Рецензия-критика на фильм «Последние дни».
В 2005 году американский режиссёр Гас Ван Сент снял «альтернативное» кино о последних днях жизни Курта Кобейна. Фильм в качестве забавной новинки привезли в Омск и показали единственным сеансом «для своих». Так как на тот момент о Гасе в Сибири мало кто слышал, фильм воспринимался довольно объективно — без ссылок на его заслуги перед Голливудом. Только качество картины. Собственно, качество картины — как кинопродукта и как авторская версия — ниже плинтуса. В тот же день я написал рецензию на это кино. И хотя она получилась довольно эмоциональной (я даже кое-где позволил себе отвлечься от фактов «успешной» голивудской карьеры Ван Сента), всё же публикую её без купюр. Если у кого-то другие впечатления от фильма — с удовольствием почитаю комменты в блоге «Патефон Сквер».
Последние дни
(«…инспирированные последними днями жизни Курта Кобейна» - цитата из титров)
Надеюсь, вы обратили внимание на пафос названия? Как будто Помпея рушится на глазах у восторженного кинооператора. Или Атлантида уходит под воды мирового Океана, а Гас Ван Сент висит над бездной в голубом вертолёте и снимает, снимает, снимает… Но упрёки в патетике здесь напрасны. Это «кино» совсем из другого мира.
Во-первых, хочу сказать, что это никакое не художественное кино, а курсовая работа какого-нибудь прыщавого второкурсника, учащегося на курсах кинорежиссуры, но не сподобившегося ещё понять, для чего. Просто таскающего за собой свою мобильную телекамеру и изредка замечая у великих что-нибудь стоящее — эдакая кино-клептомания. Понравилось — украду — повторю — возвеличусь — стану в один ряд с классиками… Куда там! Смешно даже подумать об этом. Но всё по порядку.
Первое, что бросается в глаза — постоянные аллюзии. Первая — Горлум. Эти грязные подтёки на скукоженных морщинистых ребрах, выглядывающих из-под некогда бывшей белой футболки. Это бормотание себе под нос. Эти разговоры с чем-то или с кем-то, постоянно переносящие акцент куда-то за кино-действительность. И если бы было за что переносить этот акцент, фильм — вернее — идея могла бы удаться. Но этого не произошло. Толкиеновский Горлум появился в кадре сначала эпизодом из второй части кино-трилогии, а затем обрёл физическую плоть и осязаемость первой — и третьей.

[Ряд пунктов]
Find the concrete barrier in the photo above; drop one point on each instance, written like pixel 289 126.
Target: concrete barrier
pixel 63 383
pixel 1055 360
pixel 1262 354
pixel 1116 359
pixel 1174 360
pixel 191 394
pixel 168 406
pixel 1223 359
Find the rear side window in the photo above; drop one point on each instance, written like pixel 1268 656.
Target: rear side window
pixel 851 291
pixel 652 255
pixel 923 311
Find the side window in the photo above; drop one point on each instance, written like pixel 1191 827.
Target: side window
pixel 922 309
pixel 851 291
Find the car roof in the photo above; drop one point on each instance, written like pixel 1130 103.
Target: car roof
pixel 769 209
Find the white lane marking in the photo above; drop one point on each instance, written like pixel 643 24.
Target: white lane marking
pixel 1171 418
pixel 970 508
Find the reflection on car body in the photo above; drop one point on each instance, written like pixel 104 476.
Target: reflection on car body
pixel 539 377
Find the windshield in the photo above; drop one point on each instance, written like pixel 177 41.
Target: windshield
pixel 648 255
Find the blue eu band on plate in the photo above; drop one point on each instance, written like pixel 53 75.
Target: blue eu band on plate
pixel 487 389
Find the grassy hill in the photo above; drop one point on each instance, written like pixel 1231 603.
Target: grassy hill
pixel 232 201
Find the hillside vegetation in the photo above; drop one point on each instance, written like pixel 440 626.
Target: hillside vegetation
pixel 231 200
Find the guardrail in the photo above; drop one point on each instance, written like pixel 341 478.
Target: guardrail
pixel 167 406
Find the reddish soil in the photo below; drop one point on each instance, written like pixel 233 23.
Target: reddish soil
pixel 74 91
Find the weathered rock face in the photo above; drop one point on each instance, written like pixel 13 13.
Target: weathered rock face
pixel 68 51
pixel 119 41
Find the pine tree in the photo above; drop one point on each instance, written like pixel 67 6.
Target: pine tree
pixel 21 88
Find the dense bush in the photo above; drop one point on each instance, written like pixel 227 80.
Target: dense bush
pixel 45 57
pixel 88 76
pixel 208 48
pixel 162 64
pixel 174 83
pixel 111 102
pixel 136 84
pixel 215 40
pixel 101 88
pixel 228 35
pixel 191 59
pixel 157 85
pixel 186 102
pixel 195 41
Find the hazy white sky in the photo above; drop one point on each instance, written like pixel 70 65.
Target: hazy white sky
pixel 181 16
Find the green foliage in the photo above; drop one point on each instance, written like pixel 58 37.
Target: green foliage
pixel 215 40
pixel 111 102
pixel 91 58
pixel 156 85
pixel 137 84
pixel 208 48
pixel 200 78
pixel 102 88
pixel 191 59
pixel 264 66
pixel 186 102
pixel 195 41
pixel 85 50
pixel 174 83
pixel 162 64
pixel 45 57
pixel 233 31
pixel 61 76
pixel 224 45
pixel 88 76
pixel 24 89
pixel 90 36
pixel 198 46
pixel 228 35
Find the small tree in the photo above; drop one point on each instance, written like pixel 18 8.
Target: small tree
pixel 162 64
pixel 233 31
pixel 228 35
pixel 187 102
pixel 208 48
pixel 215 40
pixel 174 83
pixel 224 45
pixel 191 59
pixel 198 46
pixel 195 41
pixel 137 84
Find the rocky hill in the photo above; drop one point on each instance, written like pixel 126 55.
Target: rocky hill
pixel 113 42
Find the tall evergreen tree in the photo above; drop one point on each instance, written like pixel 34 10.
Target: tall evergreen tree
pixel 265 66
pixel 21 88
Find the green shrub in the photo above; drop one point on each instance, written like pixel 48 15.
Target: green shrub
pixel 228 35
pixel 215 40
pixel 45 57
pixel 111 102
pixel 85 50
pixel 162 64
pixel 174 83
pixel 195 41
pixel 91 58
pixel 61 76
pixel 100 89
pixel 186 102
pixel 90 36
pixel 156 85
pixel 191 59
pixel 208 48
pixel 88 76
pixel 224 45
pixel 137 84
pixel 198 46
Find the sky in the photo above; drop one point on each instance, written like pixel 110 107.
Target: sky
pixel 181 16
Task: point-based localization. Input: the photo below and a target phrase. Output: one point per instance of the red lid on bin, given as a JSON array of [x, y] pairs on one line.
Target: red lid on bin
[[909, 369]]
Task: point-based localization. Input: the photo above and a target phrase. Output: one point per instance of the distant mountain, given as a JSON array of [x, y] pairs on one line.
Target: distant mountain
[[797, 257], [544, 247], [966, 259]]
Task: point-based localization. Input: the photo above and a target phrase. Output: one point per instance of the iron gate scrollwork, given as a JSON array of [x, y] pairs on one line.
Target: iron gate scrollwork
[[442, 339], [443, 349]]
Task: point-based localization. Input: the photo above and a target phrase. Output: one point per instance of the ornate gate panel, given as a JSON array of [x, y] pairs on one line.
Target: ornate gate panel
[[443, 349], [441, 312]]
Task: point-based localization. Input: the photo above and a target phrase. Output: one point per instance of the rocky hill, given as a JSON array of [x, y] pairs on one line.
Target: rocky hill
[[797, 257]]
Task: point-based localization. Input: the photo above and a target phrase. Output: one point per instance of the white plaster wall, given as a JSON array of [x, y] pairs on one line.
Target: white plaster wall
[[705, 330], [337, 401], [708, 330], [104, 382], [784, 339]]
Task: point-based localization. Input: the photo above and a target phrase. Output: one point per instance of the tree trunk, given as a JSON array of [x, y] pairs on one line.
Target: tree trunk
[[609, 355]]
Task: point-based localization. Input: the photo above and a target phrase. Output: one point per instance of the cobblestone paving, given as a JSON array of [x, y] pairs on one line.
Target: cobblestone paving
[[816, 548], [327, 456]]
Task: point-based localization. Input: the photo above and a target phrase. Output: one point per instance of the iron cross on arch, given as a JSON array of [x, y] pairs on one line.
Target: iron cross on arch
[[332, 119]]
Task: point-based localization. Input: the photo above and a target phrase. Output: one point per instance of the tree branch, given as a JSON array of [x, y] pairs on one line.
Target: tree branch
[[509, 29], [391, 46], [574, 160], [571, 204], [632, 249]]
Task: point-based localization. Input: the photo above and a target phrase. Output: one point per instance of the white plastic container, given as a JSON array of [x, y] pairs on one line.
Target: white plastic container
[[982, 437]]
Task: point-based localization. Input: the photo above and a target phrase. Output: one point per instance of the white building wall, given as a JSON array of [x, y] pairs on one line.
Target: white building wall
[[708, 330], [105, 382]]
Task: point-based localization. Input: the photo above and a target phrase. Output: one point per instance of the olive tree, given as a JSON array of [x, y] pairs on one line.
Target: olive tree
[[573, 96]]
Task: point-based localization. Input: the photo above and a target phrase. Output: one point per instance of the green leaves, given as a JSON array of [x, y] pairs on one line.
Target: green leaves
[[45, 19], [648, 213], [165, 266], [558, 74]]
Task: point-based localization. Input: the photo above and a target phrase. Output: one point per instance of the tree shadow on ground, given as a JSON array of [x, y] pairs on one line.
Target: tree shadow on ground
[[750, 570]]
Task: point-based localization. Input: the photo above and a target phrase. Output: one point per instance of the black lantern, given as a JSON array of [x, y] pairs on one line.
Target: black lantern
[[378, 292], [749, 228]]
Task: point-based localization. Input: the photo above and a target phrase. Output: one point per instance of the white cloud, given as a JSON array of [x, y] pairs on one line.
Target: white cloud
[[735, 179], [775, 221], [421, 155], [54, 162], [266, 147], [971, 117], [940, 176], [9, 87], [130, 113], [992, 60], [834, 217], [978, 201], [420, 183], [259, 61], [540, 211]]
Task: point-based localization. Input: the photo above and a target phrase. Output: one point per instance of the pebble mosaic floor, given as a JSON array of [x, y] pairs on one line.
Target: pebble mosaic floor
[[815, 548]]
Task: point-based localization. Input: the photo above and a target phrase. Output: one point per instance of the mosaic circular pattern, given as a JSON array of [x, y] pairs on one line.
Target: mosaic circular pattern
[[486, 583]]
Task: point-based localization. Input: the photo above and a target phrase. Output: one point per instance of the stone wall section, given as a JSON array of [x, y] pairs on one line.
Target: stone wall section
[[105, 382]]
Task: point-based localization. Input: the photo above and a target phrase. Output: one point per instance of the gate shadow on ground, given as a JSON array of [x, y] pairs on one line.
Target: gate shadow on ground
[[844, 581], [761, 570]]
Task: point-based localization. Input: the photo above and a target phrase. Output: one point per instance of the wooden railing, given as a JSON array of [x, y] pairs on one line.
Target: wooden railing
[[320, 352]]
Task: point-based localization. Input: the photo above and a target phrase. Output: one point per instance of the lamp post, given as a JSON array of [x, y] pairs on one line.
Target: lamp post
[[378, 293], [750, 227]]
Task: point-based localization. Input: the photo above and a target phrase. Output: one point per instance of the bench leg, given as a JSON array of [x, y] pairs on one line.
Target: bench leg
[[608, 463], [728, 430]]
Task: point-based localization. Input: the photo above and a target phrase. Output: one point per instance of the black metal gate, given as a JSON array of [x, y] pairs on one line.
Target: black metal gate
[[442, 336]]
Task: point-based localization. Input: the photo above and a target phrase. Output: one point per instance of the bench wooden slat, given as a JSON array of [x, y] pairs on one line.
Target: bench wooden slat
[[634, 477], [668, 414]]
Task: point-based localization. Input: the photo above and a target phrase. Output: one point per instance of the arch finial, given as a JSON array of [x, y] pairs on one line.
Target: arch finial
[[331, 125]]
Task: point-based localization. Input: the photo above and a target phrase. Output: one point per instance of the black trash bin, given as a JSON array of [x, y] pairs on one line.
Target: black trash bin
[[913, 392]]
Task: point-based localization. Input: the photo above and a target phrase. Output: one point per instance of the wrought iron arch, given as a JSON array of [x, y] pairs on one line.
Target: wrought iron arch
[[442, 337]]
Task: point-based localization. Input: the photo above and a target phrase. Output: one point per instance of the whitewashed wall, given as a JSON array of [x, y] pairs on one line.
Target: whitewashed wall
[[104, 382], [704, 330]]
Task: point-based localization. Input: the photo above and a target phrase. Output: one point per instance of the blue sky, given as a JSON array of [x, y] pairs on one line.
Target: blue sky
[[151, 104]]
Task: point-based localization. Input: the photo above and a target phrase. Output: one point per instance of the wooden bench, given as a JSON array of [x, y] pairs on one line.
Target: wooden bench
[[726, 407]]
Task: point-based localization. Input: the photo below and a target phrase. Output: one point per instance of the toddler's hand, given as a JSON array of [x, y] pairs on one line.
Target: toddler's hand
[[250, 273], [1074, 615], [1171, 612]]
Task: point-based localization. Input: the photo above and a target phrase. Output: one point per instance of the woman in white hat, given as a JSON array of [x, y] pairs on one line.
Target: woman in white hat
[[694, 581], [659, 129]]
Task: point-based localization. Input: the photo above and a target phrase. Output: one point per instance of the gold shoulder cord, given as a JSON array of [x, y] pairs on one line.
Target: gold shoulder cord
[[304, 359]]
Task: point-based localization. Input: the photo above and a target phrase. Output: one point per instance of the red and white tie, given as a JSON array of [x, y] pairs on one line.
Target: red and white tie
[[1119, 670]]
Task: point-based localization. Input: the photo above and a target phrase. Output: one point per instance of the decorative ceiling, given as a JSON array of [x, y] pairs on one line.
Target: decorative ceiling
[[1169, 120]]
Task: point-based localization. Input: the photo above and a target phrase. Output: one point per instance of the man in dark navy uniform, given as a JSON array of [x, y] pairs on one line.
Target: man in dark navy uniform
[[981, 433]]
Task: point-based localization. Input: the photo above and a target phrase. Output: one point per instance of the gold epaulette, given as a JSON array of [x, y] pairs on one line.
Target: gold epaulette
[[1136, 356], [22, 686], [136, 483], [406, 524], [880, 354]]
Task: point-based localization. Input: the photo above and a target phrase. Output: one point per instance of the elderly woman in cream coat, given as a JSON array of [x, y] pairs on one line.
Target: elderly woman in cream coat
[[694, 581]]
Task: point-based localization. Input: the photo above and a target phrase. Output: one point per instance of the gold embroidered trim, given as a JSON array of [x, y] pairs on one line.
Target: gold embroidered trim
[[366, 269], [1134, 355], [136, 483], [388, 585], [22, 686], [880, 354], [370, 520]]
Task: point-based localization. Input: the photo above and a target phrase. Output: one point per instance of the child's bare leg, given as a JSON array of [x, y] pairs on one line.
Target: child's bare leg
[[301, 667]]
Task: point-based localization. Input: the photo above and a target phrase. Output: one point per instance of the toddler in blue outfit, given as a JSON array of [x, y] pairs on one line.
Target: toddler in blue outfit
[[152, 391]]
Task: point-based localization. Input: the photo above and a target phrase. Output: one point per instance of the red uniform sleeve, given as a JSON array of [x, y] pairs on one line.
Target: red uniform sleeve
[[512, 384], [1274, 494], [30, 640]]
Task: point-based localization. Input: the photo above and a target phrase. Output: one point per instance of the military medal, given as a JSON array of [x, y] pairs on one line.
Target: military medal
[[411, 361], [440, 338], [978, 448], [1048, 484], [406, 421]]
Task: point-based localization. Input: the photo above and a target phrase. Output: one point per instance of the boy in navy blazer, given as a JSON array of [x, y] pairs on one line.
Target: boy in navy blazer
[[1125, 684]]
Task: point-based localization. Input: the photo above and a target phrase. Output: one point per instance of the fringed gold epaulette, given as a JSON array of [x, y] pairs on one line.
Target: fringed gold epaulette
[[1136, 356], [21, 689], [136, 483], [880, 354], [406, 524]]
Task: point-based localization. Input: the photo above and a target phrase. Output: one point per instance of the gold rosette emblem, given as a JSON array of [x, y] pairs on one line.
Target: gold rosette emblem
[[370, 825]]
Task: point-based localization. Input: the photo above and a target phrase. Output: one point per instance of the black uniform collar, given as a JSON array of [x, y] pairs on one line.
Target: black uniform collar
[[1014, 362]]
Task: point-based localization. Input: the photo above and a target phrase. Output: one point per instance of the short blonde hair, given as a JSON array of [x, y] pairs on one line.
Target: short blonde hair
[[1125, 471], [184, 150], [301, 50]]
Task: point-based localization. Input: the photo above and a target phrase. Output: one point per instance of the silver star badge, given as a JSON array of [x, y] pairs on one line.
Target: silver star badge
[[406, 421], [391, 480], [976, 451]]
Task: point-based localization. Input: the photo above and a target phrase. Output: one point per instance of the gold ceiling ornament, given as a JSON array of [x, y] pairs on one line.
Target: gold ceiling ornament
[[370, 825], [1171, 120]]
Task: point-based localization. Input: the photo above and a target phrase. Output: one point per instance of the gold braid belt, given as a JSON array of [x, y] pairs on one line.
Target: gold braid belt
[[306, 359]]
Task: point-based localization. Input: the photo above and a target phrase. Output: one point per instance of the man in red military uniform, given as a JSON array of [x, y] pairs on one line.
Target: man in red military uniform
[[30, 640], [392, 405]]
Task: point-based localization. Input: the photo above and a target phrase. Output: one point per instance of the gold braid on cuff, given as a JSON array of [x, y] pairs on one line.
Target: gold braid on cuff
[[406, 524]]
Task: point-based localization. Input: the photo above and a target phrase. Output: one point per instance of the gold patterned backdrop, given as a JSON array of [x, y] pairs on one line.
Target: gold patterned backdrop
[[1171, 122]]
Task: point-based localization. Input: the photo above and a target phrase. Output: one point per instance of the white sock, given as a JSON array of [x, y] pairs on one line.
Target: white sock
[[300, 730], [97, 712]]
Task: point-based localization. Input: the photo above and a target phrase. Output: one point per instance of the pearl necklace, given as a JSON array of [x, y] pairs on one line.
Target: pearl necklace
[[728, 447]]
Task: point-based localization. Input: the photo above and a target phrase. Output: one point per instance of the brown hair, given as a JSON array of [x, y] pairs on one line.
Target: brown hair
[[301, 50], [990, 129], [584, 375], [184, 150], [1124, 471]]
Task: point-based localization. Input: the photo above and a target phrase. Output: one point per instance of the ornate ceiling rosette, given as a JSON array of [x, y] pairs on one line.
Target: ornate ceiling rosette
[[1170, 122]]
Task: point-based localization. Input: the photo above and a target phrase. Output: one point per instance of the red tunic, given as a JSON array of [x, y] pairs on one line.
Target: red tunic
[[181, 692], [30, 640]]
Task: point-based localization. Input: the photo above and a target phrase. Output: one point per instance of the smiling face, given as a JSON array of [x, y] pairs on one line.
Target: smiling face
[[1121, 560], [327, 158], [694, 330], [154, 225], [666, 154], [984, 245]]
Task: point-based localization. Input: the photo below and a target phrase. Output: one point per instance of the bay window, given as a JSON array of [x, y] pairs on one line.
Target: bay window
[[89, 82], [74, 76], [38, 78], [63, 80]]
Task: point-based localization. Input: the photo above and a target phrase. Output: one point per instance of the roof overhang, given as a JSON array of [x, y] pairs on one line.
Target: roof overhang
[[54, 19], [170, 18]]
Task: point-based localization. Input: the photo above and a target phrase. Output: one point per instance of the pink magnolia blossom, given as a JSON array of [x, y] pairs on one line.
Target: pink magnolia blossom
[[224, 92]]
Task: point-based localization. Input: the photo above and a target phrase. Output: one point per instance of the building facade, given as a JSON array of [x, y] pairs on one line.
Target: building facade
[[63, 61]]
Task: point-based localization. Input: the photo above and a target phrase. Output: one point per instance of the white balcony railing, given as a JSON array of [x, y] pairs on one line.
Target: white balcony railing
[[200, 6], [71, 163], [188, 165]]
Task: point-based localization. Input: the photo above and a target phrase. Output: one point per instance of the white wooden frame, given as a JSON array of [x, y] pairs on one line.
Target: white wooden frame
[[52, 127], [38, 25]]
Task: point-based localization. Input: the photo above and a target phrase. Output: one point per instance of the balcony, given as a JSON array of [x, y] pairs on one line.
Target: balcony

— ЗАДАНИЯ —
A - Выпишите по порядку все звенья цепочки из рецензии на фильм «Последние дни», которая начинается словом «Понравилось».
B - Продолжите рецензию на фильм «Последние дни» после её последнего предложения.
Эти пункты взяты из другого источника.

— ОТВЕТЫ К УПРАЖНЕНИЮ —
A - Понравилось — украду — повторю — возвеличусь — стану в один ряд с классиками

B -
Вторая аллюзия — Терри Гиллиам. Уж как крючило нашего хиппи-журналиста в «Страх и ненависть в Лас-Вегасе», но этот «ново»экспериментатор пошёл дальше, заставив «Курта-Блейка» согнуться в позе не то Уитни Хьюстон, не то стареющей, но ещё не потерявшей сексапильность Мадонны. Грустно смотреть на эти деланные фигуры (хотя это нисколько не умаляет достоинств игры актёра — в этом конкретном эпизоде). И дело не в том, значит ли что-то для меня лично настоящий Курт Кобейн, или нет — дело в том, что Кобейн был Личностью. А этот пошловатый растениевидный Блейк с лицом Николя из старого доброго французского сериала «Элен и ребята», созданного для подростков, страдающих от развивающейся неврастении на почве полового созревания, — всего лишь кукла, марионетка. И в нём никогда — никогда! — не было этой силы.
Опять же, Блейк — ещё одна никудышная аллюзия, грубо и без всякого основания заимствованная у Джармуша. Последний, по крайней мере, мог себе это позволить — метафорировать свободного поэта в оболочке юного духоискателя, выброшенного из контекста цивилизации и нашедшего свой Путь через Учителя в образе мудрого индейца. Мог позволить — потому как сам был недалёк от этого Пути — свободного духа. А глупый — я не боюсь этого слова — глупый «создатель нового кича» всего лишь в очередной раз склептоманил.
И, пожалуй, последняя — потому как надоело уже, честное слово! — аллюзия. Музыкальное наполнение, за которое Канны вручили кинорежу «специальный приз за дизайн звука» (мы к этому вернёмся чуть ниже), абсолютно не «кобейновское», а больше напоминающее Джима Мориссона — вернее, как и всё предыдущее — напоминающее слишком уж в низком регистре, а потому опошляющее само это «напоминание». Но аллюзия Мориссона повторяется и в конце — в титрах — саундтрек, как оказывается, написан группой «Двери восприятия». Эх, если бы эту тему снимал Стоун…
Эти все пункты могли бы привести в замешательство, но они все до одного — лишь свидетельства самой первой на ум приходящей мысли: «режиссёр» (вернее — недорежиссёр) — пытается показать нам себя. Не Курта, не «Нирвану», не свержение и даже не своё восприятие гранджевого короля. Но — свой внутренний мир, свои музыкальные пристрастия, своих кумиров. Иначе как бы здесь появился почти церковный европейский хорал в завершении «фильма»?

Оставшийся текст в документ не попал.